Johannesburg – Naspers [JSE:NPN] pulled the major indices on the JSE sharply lower again on Thursday, despite announcing sparkling results. By mid-morning the All-share index was again below 60 000 points.
Naspers, the biggest share on the JSE representing more than 20% of market value, traded more than 3% lower in early trade which was the main reason for the Industrial index’s 1.16% loss by mid-morning.
The result was that the All-share index shed 0.80% to 59 934 points and the Top 40 index lost 0.92% to 53 462 points. The All-share index is now more than 2% lower than the all-time high of 61 212 points reached earlier this month.
These losses were mainly due to Naspers which traded 2.2% softer at R3 725.32 by mid-morning, after earlier falling as low as R3 670.00. This meant the share is now almost 10% lower than the recent all-time high of R4 090.00 reached on November 20.
Naspers announced strong 65% growth in net income, but investors were more concerned about a sell-off in high-flying technology stocks on the Asian markets on fears that a long boom in microchips may have peaked.

| TO-DO LIST |
A. Answer these questions about the Naspers market report:
(i) What share of the JSE's market value does Naspers represent?
(ii) What all-time high did the All-share index reach earlier this month?
(iii) How much growth in net income did Naspers announce?
B. Rewrite the part of the Naspers market report starting at "Naspers, the biggest" and ending at "earlier this month.", with "mid-morning" changed to "late morning".

| PROVIDED DATA |
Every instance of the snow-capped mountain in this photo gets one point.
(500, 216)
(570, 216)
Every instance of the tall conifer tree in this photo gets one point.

| ANSWERS FOR THIS EXERCISE |
A.
(i) More than 20%
(ii) 61 212 points
(iii) 65%

B.
Naspers, the biggest share on the JSE representing more than 20% of market value, traded more than 3% lower in early trade which was the main reason for the Industrial index’s 1.16% loss by late morning.
The result was that the All-share index shed 0.80% to 59 934 points and the Top 40 index lost 0.92% to 53 462 points. The All-share index is now more than 2% lower than the all-time high of 61 212 points reached earlier this month.